● TASK BRIEF:
From the data below, reproduce verbatim the lines beginning with the line that contains "Every instance of the building" and continuing through the line that contains "pixel 17 103", both included. Omit the picture markers from your copy.

● DATA SUPPLIED:

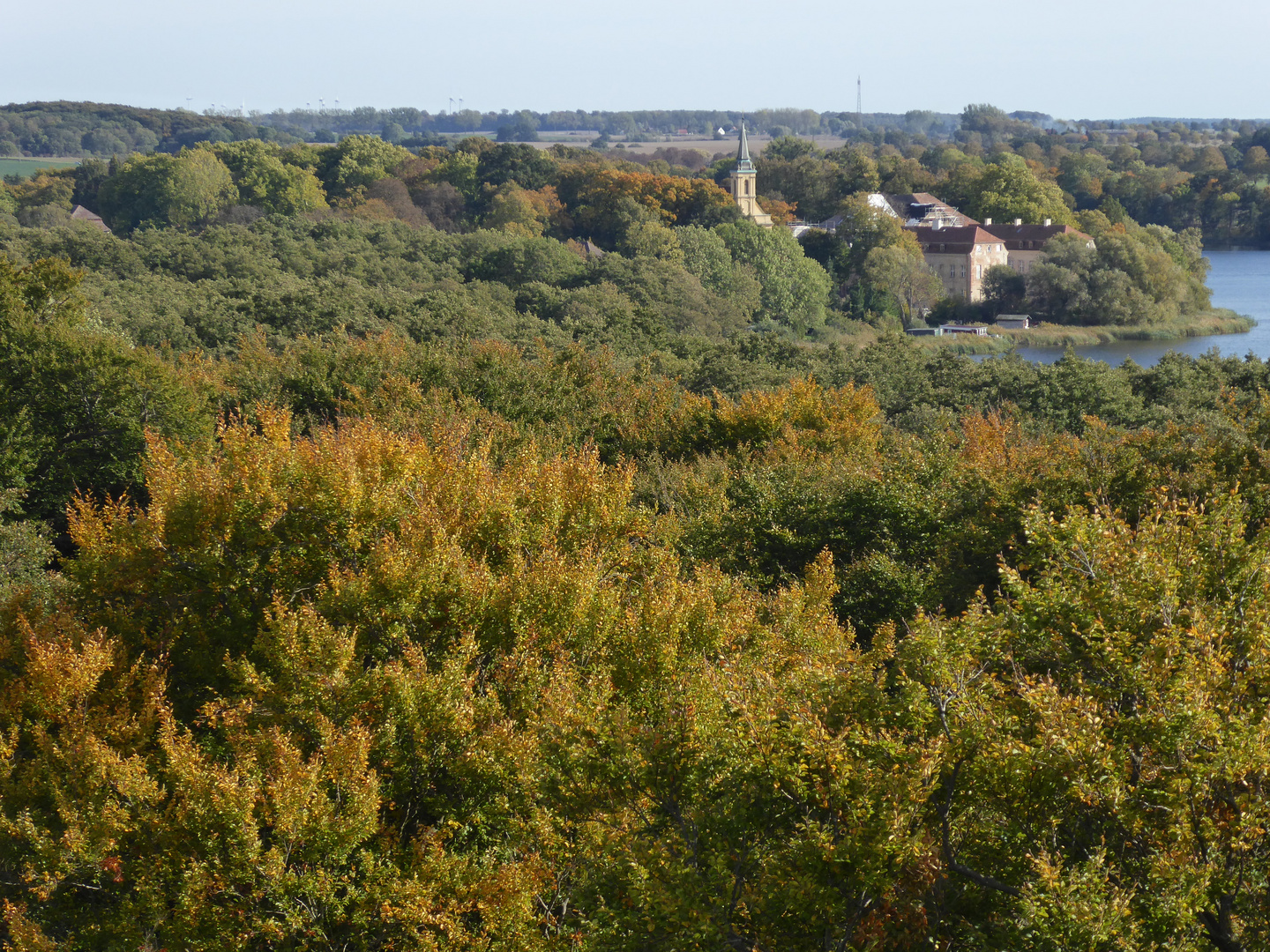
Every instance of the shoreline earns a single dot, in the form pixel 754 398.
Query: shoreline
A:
pixel 1211 324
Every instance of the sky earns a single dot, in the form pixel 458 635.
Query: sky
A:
pixel 1076 58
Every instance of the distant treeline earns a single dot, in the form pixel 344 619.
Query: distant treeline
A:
pixel 104 130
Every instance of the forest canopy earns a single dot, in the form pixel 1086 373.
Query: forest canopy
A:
pixel 475 546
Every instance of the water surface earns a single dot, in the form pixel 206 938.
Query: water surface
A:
pixel 1240 280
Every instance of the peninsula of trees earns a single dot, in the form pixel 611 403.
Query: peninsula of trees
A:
pixel 479 546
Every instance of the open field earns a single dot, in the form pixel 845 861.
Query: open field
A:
pixel 26 167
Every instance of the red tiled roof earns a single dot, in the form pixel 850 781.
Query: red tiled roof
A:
pixel 1032 238
pixel 952 242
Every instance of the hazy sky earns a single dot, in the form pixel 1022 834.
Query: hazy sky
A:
pixel 1073 58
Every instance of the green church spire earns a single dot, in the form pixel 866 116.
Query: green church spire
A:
pixel 743 150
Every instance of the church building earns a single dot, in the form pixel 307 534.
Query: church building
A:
pixel 743 184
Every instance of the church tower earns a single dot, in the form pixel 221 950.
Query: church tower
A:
pixel 742 184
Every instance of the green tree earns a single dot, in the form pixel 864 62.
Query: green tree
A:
pixel 265 182
pixel 794 288
pixel 181 190
pixel 351 167
pixel 900 271
pixel 83 395
pixel 1006 190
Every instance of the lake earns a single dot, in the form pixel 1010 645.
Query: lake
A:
pixel 1240 280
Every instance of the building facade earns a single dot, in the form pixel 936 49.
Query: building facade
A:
pixel 1025 244
pixel 960 256
pixel 743 184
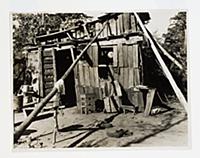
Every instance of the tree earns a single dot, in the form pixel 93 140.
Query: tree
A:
pixel 175 44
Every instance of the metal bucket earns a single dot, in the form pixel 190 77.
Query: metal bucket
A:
pixel 17 103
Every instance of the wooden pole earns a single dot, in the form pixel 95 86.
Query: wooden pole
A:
pixel 19 131
pixel 166 53
pixel 163 66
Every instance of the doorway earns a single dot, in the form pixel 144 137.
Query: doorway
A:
pixel 63 62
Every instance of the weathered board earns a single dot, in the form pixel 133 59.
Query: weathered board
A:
pixel 95 55
pixel 126 22
pixel 49 69
pixel 133 23
pixel 120 54
pixel 130 56
pixel 125 56
pixel 81 74
pixel 115 56
pixel 130 79
pixel 126 77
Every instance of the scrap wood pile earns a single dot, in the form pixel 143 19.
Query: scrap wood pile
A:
pixel 103 130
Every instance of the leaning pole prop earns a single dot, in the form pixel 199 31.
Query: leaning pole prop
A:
pixel 163 66
pixel 19 131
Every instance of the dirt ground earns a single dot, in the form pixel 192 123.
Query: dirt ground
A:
pixel 166 129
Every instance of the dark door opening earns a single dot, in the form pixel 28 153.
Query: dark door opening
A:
pixel 63 61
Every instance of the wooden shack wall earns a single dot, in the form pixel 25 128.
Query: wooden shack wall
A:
pixel 126 64
pixel 117 25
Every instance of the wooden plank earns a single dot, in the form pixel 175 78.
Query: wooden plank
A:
pixel 125 56
pixel 81 75
pixel 130 56
pixel 117 25
pixel 113 26
pixel 90 54
pixel 107 104
pixel 48 66
pixel 112 104
pixel 126 77
pixel 118 88
pixel 86 75
pixel 163 66
pixel 140 101
pixel 48 72
pixel 130 79
pixel 54 65
pixel 92 82
pixel 126 18
pixel 115 56
pixel 149 101
pixel 120 52
pixel 48 61
pixel 48 79
pixel 135 56
pixel 121 78
pixel 121 26
pixel 96 76
pixel 41 92
pixel 133 23
pixel 47 53
pixel 137 76
pixel 95 55
pixel 105 31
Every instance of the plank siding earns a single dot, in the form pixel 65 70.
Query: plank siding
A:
pixel 125 56
pixel 120 52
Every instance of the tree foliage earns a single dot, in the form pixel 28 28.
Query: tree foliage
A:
pixel 175 44
pixel 27 26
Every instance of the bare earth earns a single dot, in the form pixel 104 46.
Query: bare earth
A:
pixel 168 129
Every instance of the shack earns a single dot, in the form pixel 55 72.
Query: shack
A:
pixel 100 65
pixel 108 76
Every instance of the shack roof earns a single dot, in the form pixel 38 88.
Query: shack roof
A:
pixel 102 18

● FINISHED EXERCISE:
Every instance of the building facade earns a single dot, in the form pixel 936 49.
Query: building facade
A:
pixel 1025 244
pixel 960 256
pixel 743 184
Every instance of the tree earns a single dot, in the form pixel 93 140.
Query: tree
A:
pixel 175 44
Every instance of the metal bucket earns a single dot, in the form pixel 190 77.
Query: metal bucket
A:
pixel 17 103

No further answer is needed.